### TASK OBJECTIVE:
Repeat the entries in full. Each line must match exactly.

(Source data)

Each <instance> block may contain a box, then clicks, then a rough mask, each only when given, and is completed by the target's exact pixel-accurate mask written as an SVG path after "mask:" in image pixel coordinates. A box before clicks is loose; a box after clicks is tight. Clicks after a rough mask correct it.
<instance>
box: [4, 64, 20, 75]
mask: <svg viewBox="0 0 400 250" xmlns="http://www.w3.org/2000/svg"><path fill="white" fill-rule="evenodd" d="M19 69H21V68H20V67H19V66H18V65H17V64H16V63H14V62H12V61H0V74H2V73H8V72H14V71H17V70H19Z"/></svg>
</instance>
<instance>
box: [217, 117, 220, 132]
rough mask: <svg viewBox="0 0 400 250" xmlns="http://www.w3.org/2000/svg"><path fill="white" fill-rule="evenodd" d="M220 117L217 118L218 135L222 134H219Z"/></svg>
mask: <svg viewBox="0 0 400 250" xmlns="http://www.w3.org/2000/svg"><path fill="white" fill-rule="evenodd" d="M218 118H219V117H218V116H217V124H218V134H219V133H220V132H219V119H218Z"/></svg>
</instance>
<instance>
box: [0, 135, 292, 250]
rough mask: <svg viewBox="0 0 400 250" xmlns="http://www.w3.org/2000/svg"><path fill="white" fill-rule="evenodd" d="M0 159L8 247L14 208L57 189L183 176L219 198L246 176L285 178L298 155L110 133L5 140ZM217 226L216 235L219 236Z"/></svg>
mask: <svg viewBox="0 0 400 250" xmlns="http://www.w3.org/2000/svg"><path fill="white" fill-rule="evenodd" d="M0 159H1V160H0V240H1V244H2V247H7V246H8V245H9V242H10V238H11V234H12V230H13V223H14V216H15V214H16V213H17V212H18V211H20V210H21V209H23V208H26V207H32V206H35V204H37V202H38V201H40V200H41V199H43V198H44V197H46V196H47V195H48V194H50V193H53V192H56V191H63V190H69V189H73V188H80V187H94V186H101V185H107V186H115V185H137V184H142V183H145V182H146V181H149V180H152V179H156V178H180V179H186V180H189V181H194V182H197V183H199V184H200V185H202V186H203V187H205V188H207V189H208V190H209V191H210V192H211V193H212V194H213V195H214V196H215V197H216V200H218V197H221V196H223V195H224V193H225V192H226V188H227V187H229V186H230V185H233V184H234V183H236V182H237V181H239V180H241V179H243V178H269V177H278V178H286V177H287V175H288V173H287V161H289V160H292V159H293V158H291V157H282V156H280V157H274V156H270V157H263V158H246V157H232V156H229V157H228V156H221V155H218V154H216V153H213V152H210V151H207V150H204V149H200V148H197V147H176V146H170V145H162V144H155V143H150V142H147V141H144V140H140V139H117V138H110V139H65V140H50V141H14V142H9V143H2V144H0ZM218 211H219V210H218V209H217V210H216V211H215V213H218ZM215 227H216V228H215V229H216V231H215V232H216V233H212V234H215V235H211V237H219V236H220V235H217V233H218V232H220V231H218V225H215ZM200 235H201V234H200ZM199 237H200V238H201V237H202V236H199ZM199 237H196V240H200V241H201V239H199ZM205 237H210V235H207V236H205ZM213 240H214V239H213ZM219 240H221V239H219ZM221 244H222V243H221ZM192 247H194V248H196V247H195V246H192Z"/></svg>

### SOLUTION TO THIS TASK:
Each <instance> block may contain a box, then clicks, then a rough mask, each only when given, and is completed by the target's exact pixel-accurate mask written as an SVG path after "mask:" in image pixel coordinates. A box before clicks is loose; a box after clicks is tight. Clicks after a rough mask correct it.
<instance>
box: [4, 64, 20, 75]
mask: <svg viewBox="0 0 400 250" xmlns="http://www.w3.org/2000/svg"><path fill="white" fill-rule="evenodd" d="M19 69H21V68H20V67H19V66H18V65H17V64H16V63H14V62H12V61H0V74H2V73H8V72H14V71H17V70H19Z"/></svg>
</instance>
<instance>
box: [217, 117, 220, 132]
rough mask: <svg viewBox="0 0 400 250" xmlns="http://www.w3.org/2000/svg"><path fill="white" fill-rule="evenodd" d="M220 117L217 118L218 135L222 134H219Z"/></svg>
mask: <svg viewBox="0 0 400 250" xmlns="http://www.w3.org/2000/svg"><path fill="white" fill-rule="evenodd" d="M218 118H219V117H218V116H217V124H218V134H219V133H220V132H219V119H218Z"/></svg>
</instance>
<instance>
box: [0, 135, 292, 250]
rough mask: <svg viewBox="0 0 400 250" xmlns="http://www.w3.org/2000/svg"><path fill="white" fill-rule="evenodd" d="M0 159L8 247L14 208L57 189L183 176L219 198L246 176L285 178L298 155L110 133L5 140ZM217 226L216 235L219 236Z"/></svg>
mask: <svg viewBox="0 0 400 250" xmlns="http://www.w3.org/2000/svg"><path fill="white" fill-rule="evenodd" d="M0 159H1V160H0V240H1V244H2V247H7V246H8V245H9V242H10V238H11V234H12V230H13V223H14V216H15V214H16V213H17V212H18V211H20V210H21V209H23V208H26V207H32V206H35V204H37V202H38V201H40V200H41V199H43V198H44V197H46V196H47V195H48V194H50V193H53V192H56V191H63V190H69V189H73V188H80V187H94V186H101V185H107V186H115V185H137V184H142V183H145V182H146V181H149V180H152V179H156V178H180V179H186V180H189V181H194V182H197V183H199V184H200V185H202V186H203V187H205V188H207V189H208V190H209V191H210V192H211V193H212V194H213V195H214V196H215V197H216V200H218V197H221V196H223V195H224V193H225V192H226V188H227V187H229V186H230V185H233V184H234V183H236V182H237V181H239V180H241V179H243V178H269V177H278V178H286V177H287V175H288V173H287V161H289V160H292V159H293V158H291V157H282V156H280V157H274V156H270V157H263V158H246V157H232V156H229V157H228V156H221V155H218V154H216V153H213V152H210V151H207V150H204V149H200V148H197V147H176V146H170V145H162V144H155V143H150V142H147V141H144V140H140V139H117V138H110V139H65V140H50V141H14V142H9V143H2V144H0ZM218 211H219V210H218V209H217V210H216V211H215V213H218ZM215 227H216V228H215V229H216V231H215V232H216V233H212V234H215V235H211V237H219V236H220V235H217V233H218V232H220V231H218V225H215ZM200 235H201V234H200ZM199 237H200V238H201V237H202V236H199ZM199 237H196V240H200V241H201V239H199ZM205 237H210V235H207V236H205ZM213 240H214V239H213ZM219 240H221V239H219ZM221 244H222V243H221ZM192 247H194V248H196V247H195V246H192Z"/></svg>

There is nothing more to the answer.